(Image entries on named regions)
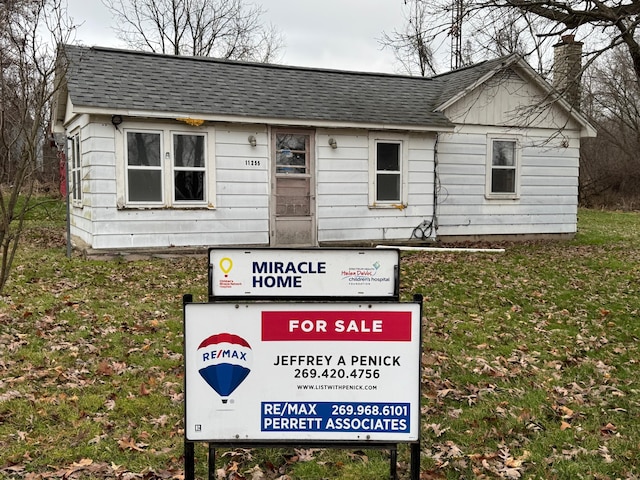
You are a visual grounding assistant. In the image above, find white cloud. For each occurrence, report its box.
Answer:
[68,0,403,73]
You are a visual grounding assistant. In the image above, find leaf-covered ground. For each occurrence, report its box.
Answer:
[0,203,640,480]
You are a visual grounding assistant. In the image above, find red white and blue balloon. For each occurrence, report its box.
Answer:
[198,333,253,403]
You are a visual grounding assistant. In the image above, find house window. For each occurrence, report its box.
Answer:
[127,132,163,203]
[173,133,206,202]
[69,134,82,206]
[487,138,520,198]
[375,141,402,203]
[125,130,212,207]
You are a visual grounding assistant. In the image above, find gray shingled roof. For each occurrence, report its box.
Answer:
[60,45,516,128]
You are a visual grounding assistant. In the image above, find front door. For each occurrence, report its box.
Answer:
[271,130,316,247]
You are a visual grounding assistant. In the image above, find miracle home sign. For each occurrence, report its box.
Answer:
[185,302,420,443]
[209,248,399,299]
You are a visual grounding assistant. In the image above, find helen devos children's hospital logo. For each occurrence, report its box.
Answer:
[198,333,252,403]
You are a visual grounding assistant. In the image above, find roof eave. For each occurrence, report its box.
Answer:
[67,105,455,132]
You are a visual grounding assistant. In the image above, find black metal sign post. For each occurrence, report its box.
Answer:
[183,248,422,480]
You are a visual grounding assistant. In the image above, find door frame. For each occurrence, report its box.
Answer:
[269,127,318,247]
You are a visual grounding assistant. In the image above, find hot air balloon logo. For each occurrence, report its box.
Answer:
[198,333,253,403]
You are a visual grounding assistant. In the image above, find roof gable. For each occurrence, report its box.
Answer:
[58,45,594,134]
[57,46,452,129]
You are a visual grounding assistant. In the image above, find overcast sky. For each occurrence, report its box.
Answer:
[67,0,404,73]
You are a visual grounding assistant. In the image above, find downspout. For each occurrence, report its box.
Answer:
[64,137,71,258]
[431,132,440,240]
[409,132,440,242]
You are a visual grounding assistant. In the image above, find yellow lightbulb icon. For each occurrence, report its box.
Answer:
[220,257,233,277]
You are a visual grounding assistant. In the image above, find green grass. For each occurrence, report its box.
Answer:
[0,202,640,480]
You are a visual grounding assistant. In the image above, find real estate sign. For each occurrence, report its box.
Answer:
[184,302,420,443]
[209,248,400,298]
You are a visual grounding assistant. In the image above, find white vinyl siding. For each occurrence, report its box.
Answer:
[438,130,579,237]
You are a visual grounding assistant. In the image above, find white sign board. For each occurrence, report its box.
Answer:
[184,303,420,443]
[209,248,400,298]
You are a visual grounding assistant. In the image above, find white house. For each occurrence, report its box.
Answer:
[54,41,594,250]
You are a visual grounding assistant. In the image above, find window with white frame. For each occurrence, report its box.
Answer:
[68,133,82,206]
[369,133,408,208]
[126,131,164,204]
[172,133,206,202]
[125,129,209,206]
[486,138,520,198]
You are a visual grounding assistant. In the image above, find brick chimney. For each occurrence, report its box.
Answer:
[553,35,583,110]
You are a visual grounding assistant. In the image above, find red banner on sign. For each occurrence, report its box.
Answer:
[262,311,411,342]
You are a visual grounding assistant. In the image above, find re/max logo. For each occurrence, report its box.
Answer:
[202,349,247,362]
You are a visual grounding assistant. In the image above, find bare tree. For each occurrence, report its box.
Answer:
[464,0,640,83]
[379,0,437,77]
[580,49,640,208]
[0,0,72,292]
[103,0,282,62]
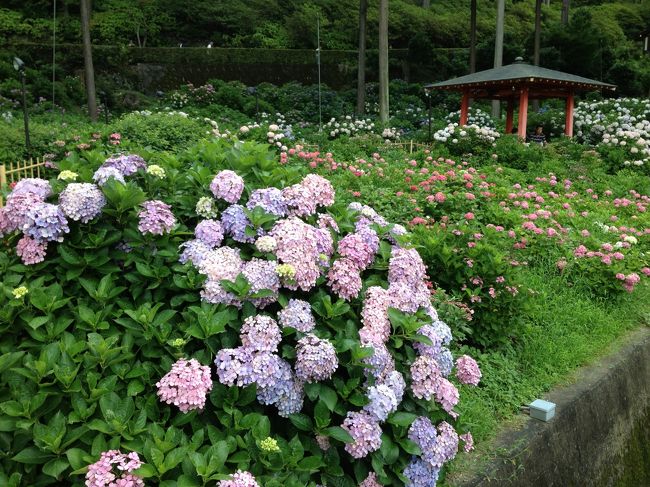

- **EXERCISE OBJECTIVE**
Can you reproduce every item above word for word, omitting the pictures?

- **EXPECTED ANSWER**
You are a visual grounding assistant. In the image above, find white cloud. For each occurrence, report its box.
Answer:
[68,0,403,73]
You are a visual grounding assistant. In the image above, find leaf-covered ground. For each occurrence, report its box.
Answer:
[0,203,640,480]
You are a visual grounding assistant. In the image above, find red white and blue balloon. For each occurrence, report its box.
Answer:
[198,333,253,403]
You are a visual grounding assistant. In the image above, find house window. For each occurrence, report its box.
Answer:
[127,132,163,203]
[173,133,206,202]
[69,134,82,206]
[487,138,520,198]
[375,141,402,203]
[125,130,212,207]
You are a visual grounding assistant. In the image above, find gray shingled roof. For each occurrence, report its box.
Answer:
[60,45,516,128]
You are a visual grounding assistant. In the image above, find front door. For each occurrence, report its box.
Answer:
[271,130,316,247]
You are a visual grounding assistant. In the image above, find miracle home sign. For each occurrence, report its box.
Answer:
[185,302,420,443]
[209,248,399,299]
You are a visual grounding assistant. In the image above, find helen devos children's hospital logo. For each occurrence, report its box.
Answer:
[198,333,252,403]
You are a visual grounding assistant. In the image above, find roof eave. For each occurrence, report its box.
Answer:
[67,105,455,132]
You are a visual grounding assistant. In the image above, find black metal sign post. For each occurrence, report its box.
Answer:
[183,248,422,480]
You are a visual grounding assistant. In the image above, find door frame. For each occurrence, report its box.
Answer:
[269,127,318,247]
You are a visual grounding assistant. In the image above, find hot air balloon logo. For each occurrence, report its box.
Answer:
[198,333,253,403]
You are a visual grounding assistant. In the image above, find roof gable. For each occurrence, report its box.
Answer:
[58,45,594,134]
[57,46,452,129]
You are a visual grounding assistant. In the image above, find overcast sky. For each occurrence, report its box.
Answer:
[67,0,404,73]
You are a visual grounding assistant. In the image above, find downspout. For each occurrence, report its box.
Answer:
[64,137,71,258]
[431,132,440,240]
[409,132,440,242]
You are a visual grounding assistant. In the image above, find yellow lightbulb icon. For each occurrence, report its box.
Answer:
[220,257,233,277]
You are a visual grounding assistant. In the image above, find green grass. For each occurrence, report its box.
Answer:
[0,202,640,480]
You are a visual grounding assistant. In the image above, find real estate sign. For each occurrence, report its box.
Answer:
[184,302,420,443]
[209,248,400,298]
You are a visual grounding assistant. In the image above, find white vinyl siding. For each occurrence, report its box.
Answer:
[438,130,579,237]
You are a visual grounding assistant. In the image above, find white sign board. For each occurrence, report its box.
Answer:
[184,303,420,443]
[209,248,400,298]
You are a visual grounding assistant. In the image above, find white house. For each occurrence, report its box.
Answer:
[54,41,594,250]
You are a visual grounding assistant. In the image above, find window with white frame. For each occurrence, report its box.
Answer:
[68,133,82,206]
[369,133,408,208]
[126,131,164,204]
[172,133,206,202]
[125,129,209,206]
[486,138,520,198]
You are a visual grounding assistant. In the image above, find brick chimney. For each occurrence, report its box.
Answer:
[553,35,583,110]
You are a visual grounding assistant. In the image above, find red banner on sign. For each occurrence, report its box.
Answer:
[262,311,411,342]
You are a visual grounding assistant. In the image above, find re/max logo. For each occurrence, report its box.
Answer:
[202,349,247,362]
You are a visual grounding assistant. In the image above, find bare tree. For each occurrence, report its box.
Answer:
[464,0,640,83]
[379,0,437,77]
[580,49,640,208]
[0,0,72,292]
[103,0,282,62]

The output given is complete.